Rewrite the rows below as a numbered list with one line per item, omitting any blank lines.
──────── Data records
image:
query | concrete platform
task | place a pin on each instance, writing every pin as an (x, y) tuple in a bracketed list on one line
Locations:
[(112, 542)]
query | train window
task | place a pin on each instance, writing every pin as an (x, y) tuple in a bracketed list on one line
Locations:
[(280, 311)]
────────────────
**Output of the exercise:**
1. image:
2. query | concrete platform
3. task | place a pin on each instance, writing every pin as an (x, y) tuple in a bracketed list on one line
4. Locations:
5. [(112, 542)]
6. query | train window
7. task | place a pin on each instance, writing every pin as an (x, y) tuple in a bracketed list on one line
8. Locations:
9. [(280, 311)]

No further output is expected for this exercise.